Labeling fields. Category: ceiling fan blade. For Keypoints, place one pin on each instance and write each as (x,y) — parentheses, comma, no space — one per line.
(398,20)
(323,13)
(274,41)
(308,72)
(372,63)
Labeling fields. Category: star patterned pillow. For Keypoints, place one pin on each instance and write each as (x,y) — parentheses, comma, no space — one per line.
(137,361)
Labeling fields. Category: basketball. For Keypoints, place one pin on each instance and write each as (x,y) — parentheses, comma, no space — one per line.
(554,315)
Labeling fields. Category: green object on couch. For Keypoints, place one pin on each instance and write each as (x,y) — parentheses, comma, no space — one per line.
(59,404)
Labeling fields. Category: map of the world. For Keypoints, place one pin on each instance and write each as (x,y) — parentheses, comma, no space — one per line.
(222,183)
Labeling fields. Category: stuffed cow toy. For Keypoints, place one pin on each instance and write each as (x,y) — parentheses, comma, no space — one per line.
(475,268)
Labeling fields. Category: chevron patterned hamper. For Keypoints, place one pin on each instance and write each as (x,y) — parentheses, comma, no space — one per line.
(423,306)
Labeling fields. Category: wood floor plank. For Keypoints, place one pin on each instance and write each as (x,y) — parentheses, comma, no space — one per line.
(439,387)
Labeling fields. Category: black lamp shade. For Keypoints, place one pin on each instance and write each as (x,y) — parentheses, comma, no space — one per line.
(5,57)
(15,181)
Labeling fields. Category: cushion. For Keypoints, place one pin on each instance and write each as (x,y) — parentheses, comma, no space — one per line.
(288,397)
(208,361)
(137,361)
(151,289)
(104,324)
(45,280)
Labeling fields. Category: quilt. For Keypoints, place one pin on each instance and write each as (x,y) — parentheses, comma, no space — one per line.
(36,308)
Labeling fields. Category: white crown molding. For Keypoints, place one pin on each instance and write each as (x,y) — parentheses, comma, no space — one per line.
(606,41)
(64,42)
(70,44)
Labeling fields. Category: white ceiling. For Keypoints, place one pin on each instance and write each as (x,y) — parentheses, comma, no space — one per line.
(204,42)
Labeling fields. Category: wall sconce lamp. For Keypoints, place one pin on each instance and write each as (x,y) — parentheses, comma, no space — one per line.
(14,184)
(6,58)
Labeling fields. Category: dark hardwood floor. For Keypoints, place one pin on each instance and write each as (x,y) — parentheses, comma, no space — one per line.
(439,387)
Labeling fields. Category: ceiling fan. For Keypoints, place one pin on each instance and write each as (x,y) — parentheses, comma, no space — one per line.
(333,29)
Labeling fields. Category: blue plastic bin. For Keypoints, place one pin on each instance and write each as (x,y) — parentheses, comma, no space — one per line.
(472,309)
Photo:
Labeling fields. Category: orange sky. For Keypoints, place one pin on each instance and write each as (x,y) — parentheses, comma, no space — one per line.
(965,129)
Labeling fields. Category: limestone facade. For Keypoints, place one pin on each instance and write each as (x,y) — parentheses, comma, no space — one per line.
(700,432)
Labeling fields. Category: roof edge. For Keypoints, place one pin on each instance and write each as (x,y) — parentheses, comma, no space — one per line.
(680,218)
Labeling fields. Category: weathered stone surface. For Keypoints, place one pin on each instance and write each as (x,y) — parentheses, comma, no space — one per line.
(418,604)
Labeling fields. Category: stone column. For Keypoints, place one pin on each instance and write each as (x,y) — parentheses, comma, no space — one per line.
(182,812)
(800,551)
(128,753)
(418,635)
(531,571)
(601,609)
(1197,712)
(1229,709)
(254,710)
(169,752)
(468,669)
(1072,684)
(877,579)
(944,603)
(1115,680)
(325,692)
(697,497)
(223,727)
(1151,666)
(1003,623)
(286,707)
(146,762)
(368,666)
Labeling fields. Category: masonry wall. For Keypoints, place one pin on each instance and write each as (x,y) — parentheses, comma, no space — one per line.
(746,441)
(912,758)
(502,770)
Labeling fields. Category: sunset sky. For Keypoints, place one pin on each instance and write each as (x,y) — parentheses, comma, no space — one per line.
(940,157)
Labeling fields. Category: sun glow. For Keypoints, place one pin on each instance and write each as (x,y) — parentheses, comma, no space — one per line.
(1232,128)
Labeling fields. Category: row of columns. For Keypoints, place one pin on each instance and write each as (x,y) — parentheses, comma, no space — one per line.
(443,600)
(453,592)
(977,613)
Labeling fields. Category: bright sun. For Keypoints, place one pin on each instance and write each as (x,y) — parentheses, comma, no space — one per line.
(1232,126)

____

## [WHAT TO PRODUCE]
Output the whole listing above again, word for word.

## [TASK ANSWER]
Labeling fields. Category: ceiling fan blade. For Keypoints, place one pin on each instance and write each as (x,y) — parentheses, comma, no space — one per line.
(398,20)
(323,13)
(274,41)
(308,72)
(372,63)
Labeling fields. Category: star patterned pillow. For Keypoints, place one pin on each instance and write each as (x,y) — parentheses, comma, no space — one per line.
(137,361)
Labeling fields. Category: basketball. For Keypoints, place one pin on each instance and write each as (x,y) — parentheses, comma, no space — one per line.
(554,315)
Labeling fields. Category: green object on couch. For Keypoints, place one pin on each instance and write each as (x,y) — parentheses, comma, no space — one per line.
(59,404)
Labeling fields. Category: map of the world. For Keypoints, place one pin on each instance and write each as (x,y) — parentheses, comma, no space — one per line.
(222,183)
Labeling fields. Category: stuffed cow toy. For Keypoints, place one pin on each instance and write each as (x,y) — parentheses, comma, no space — one per line.
(475,268)
Labeling fields. Category: chevron patterned hamper. For Keypoints, place one pin on each instance and write each as (x,y) — parentheses, comma, no space — one per line.
(423,306)
Labeling fields. Category: wood floor plank. For Keypoints, place one pin on each instance and write each as (x,y) — parentheses, comma, no space — one per line.
(439,387)
Labeling fields. Category: black lamp shade. For Keypoints, place one pin on each instance and write each as (x,y) — parentheses, comma, no space — one per line.
(5,57)
(15,181)
Labeling fields. Category: cushion. For Keypoints, place one pin on each instance and write each as (x,y) — parentheses, comma, no space — one per line.
(288,397)
(208,361)
(137,361)
(151,289)
(104,324)
(45,280)
Labeling fields. Category: quilt. For Keypoints, place one pin on each instance and write each as (x,y) — parentheses, comma, no space — one per line.
(36,308)
Labeling fields. Category: white crown molding. For Keypoints, place one pin on each instance and write each as (x,y) — parentheses, comma, no space — one per line.
(606,41)
(64,42)
(70,44)
Labeling fields. Category: white ceiling. For Keypoints, place one pin on each instance and write each as (x,y) — parentheses, comma, no space — one per line.
(204,42)
Labeling fields. Category: wall sconce lamp. For Keypoints, place one pin on each instance and write each as (x,y) — parentheses, comma, no space — one per line.
(14,184)
(6,58)
Labeling fields. Category: dark hardwood floor. For Keypoints, place one pin on each instance and write each as (x,y) — parentheses, comma, no space — one per line.
(439,387)
Labeling fields. Category: ceiling fan. For Keypoints, place one pin on each instance and write each as (x,y) — parentheses, comma, no space — one per line.
(333,29)
Labeling fields. Category: blue plastic bin. For Keypoints, place one pin on each instance and write each as (x,y) — parentheses, comma, no space — one per line.
(472,309)
Photo:
Labeling fields. Category: orange sky. For Keypoints, place one pin on each instance and write each as (x,y) — parentheses, comma, no space — one per line.
(965,129)
Labeling fields. Category: limestone facade. For Keypoints, place one pin on each instance and write each as (x,y) — parentheses, comma, no space — one per line.
(700,432)
Labeling fields. Category: roof edge. For Keypoints, place one pin on each instance and write each as (x,y) — parentheses, comma, no space — one per line.
(680,218)
Labeling fields. Category: weathered stone surface. For Keypoints, place one pin on each instance and write each as (x,y) — parentheses, comma, no space — one per line.
(418,604)
Labeling fields. Category: stone column. For Keypoints, place one pin on each instance and write each as (x,y) — parentheses, comma, no space — one per line.
(182,812)
(800,551)
(128,753)
(418,635)
(531,571)
(601,609)
(1197,712)
(1229,709)
(254,710)
(169,752)
(468,669)
(1072,684)
(877,579)
(944,603)
(1115,680)
(325,692)
(697,497)
(223,727)
(1151,666)
(1003,623)
(286,707)
(146,762)
(368,666)
Labeling fields. Category: masonry wall. For Keypoints, place one pin on each instance and write each as (x,y) — parentheses, comma, no space — one per line.
(746,441)
(912,758)
(502,770)
Labeling fields. Category: sunset sky. For Keypoints, place one pin on each instance and write each as (x,y) — parentheses, comma, no space — one per line.
(940,157)
Labeling fields. Category: sun glow. For Keypoints, place one pin on each instance and write each as (x,y) — parentheses, comma, no space — one per line.
(1232,128)
Labeling fields. Category: row of columns. For Keypoints, place one pin on each instance and write each as (x,y) — parentheses, comma, no space — one per line.
(443,600)
(453,592)
(977,613)
Labeling fields. Category: bright sun. For Keypoints, place one pin on each instance and write each as (x,y) — parentheses, comma, no space — one per line.
(1232,126)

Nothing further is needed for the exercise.